Wednesday, January 14, 2009

Unbelievable

We got another bill today for bloodwork. We don't have maternity coverage. Nelson has his own business...so we have private insurance, and not group insurance. No private insurance comes with maternity, you can add it on...but by the time you negotiate with the hospital it makes more sense to not add on maternity (every insurance rep has told us this too). Well, if you have a baby it's not a huge deal money-wise. However, if you have nothing but pain to show for it's freaking unbelievable. We added up all the bills today, and it's cost us $8000 and no baby. Praying we can pay all this off soon, and have enough money to try again soon. I have been more down lately and I think it's because we're able to ttc soon, and I'm absolutely terrified of going through this again. My hope and want for a baby outweighs the fear, so I am ready to try again...I just pray pray pray it's a healthy baby next time....I also hope it happens soon. It's so emotionally draining on me.
########################################
_QUESTIONS_:
- 1) According to the blog post about medical bills, how much has it cost the couple so far?
- 2) Carry on the blog post about medical bills, picking up after its final sentence.

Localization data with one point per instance
########################################
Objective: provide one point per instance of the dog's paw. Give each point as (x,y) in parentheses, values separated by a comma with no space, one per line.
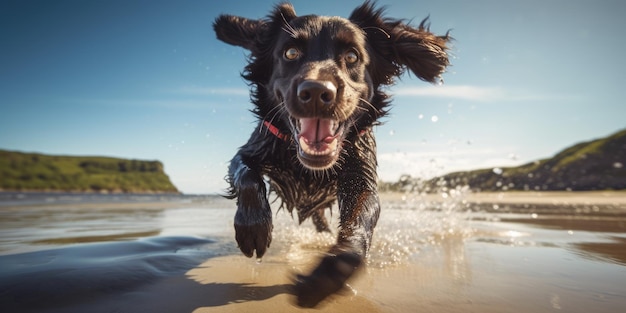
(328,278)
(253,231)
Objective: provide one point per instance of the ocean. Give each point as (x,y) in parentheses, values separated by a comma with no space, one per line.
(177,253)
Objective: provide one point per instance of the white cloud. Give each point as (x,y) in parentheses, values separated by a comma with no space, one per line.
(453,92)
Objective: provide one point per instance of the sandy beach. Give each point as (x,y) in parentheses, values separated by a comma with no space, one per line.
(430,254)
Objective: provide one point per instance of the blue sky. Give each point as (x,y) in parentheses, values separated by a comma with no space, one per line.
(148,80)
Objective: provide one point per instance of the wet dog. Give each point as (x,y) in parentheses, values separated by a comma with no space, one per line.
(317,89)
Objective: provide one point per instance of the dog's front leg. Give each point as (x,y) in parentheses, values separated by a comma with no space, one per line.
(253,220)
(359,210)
########################################
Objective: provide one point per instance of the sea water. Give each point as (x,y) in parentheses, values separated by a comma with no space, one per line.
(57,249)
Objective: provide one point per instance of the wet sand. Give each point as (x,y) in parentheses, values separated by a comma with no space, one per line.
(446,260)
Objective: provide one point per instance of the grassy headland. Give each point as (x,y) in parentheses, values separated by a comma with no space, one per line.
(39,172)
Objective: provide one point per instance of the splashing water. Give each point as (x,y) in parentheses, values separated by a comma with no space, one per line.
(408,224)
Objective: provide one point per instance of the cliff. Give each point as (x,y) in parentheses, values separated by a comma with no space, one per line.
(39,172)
########################################
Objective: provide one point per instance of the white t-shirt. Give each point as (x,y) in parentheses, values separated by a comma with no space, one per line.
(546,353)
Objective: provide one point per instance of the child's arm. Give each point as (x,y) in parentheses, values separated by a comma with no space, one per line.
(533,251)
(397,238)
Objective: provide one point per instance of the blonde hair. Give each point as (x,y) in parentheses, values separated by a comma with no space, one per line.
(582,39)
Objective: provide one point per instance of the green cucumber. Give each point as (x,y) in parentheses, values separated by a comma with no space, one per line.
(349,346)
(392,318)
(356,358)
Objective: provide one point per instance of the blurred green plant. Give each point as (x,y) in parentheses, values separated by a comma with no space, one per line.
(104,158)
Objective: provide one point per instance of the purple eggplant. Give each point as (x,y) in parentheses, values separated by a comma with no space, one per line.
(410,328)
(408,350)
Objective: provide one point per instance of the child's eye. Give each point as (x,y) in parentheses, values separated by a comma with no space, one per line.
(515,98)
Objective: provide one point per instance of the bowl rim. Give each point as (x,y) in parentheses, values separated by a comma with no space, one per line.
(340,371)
########################################
_ANSWERS PROVIDED_:
- 1) $8000, and no baby.

- 2)
My Nannie passed away 11 years ago today. I always think about her more when this day approaches...on a great note Evan got to go home today...YAY! My mom goes for a stress test on Friday and we'll see if she needs a stint or what the next step is then...

This is not an up-beat post at all...just feeling blah. It comes and goes. I am grateful for so much, and I try to remind myself of that everytime I feel this way.